#### EXERCISE BRIEF
Set down the following data verbatim, reproducing every line without alteration.

-*-

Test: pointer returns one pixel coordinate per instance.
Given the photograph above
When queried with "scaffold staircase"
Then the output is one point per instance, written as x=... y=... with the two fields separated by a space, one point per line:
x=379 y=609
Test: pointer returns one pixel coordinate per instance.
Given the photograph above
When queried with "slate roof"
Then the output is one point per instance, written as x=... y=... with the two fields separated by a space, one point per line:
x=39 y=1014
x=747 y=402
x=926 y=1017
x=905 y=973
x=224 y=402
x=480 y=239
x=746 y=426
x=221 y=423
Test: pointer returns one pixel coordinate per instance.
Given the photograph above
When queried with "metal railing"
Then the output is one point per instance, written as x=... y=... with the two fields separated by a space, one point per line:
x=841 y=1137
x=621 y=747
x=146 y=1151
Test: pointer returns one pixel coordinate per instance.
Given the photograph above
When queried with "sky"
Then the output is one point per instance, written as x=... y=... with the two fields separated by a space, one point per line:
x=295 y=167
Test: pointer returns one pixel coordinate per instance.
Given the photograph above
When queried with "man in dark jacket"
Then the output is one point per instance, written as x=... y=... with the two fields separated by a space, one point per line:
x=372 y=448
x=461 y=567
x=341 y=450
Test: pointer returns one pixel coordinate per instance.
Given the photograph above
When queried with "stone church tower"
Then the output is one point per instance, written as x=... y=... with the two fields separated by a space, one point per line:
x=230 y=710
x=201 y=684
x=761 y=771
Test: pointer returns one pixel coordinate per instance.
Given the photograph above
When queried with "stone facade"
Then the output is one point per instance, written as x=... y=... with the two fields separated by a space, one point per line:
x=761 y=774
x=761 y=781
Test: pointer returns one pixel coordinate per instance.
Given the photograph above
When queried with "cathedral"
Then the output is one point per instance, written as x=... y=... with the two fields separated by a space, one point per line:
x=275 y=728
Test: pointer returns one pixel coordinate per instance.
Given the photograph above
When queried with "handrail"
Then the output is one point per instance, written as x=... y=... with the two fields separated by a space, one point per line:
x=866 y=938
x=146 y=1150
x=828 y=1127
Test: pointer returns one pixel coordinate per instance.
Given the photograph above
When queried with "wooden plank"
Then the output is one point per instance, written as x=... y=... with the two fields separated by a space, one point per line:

-*-

#### RESULT BELOW
Test: pointer returns one pixel coordinate per instance.
Given the photograph above
When queried with "scaffold staircase"
Then the output is one point per instance, written as x=... y=... with the two fields separated by a space, one point per line:
x=379 y=609
Test: pointer returns one pixel coordinate per instance.
Given the photograph above
When queried with "slate roof"
Then the output is one point per instance, written as x=... y=... with the two fields separated by a space, one point per line:
x=39 y=1014
x=747 y=402
x=926 y=1017
x=905 y=973
x=224 y=402
x=480 y=239
x=746 y=426
x=221 y=423
Test: pointer returns one pixel coordinate per instance.
Given the photograph above
When queried with "metal railing"
Then the output is one point per instance, written as x=... y=... with the two fields separated by a space, one point per line:
x=841 y=1137
x=621 y=747
x=146 y=1151
Test: pointer returns one pixel coordinate per instance.
Given the photograph above
When queried with "sky"
Then the output is one point per instance, written as x=... y=... with the two fields separated by a space, one point per line:
x=295 y=167
Test: pointer returns one pixel coordinate per instance.
Given the photograph above
When queried with "man in dark jacket"
Then the output is one point per instance, written as x=... y=... with the two fields separated by a space, one point per line:
x=372 y=448
x=461 y=567
x=341 y=450
Test: pointer returns one pixel coordinate per instance.
Given the photograph above
When queried with "stone church tower"
Then the output is one point per instance, written as x=... y=... with the two fields separated by a space, one point per line:
x=230 y=710
x=201 y=684
x=761 y=771
Test: pointer returns one pixel coordinate per instance.
Given the photograph above
When queried with "stone facade"
Then the output is one point per instance, written as x=... y=... with the two fields separated by a space, one point per line:
x=761 y=774
x=761 y=781
Test: pointer returns one pixel coordinate per instance.
Given the photograph above
When queried with "cathedral"
Then the output is one point per instance, written as x=... y=... with the two fields separated by a space, one point per line:
x=275 y=728
Test: pointer returns one pixel coordinate per instance.
Given the photograph above
When queried with "handrail"
Then the output is one point per instance, written as x=... y=... with the two fields separated by a space, one point per line:
x=866 y=938
x=146 y=1150
x=828 y=1127
Test: pointer returns one pixel coordinate per instance.
Given the photograph above
When queried with "wooden plank"
Then the output is one point per instance, written as x=... y=... with the two fields separated by a space, one point per line:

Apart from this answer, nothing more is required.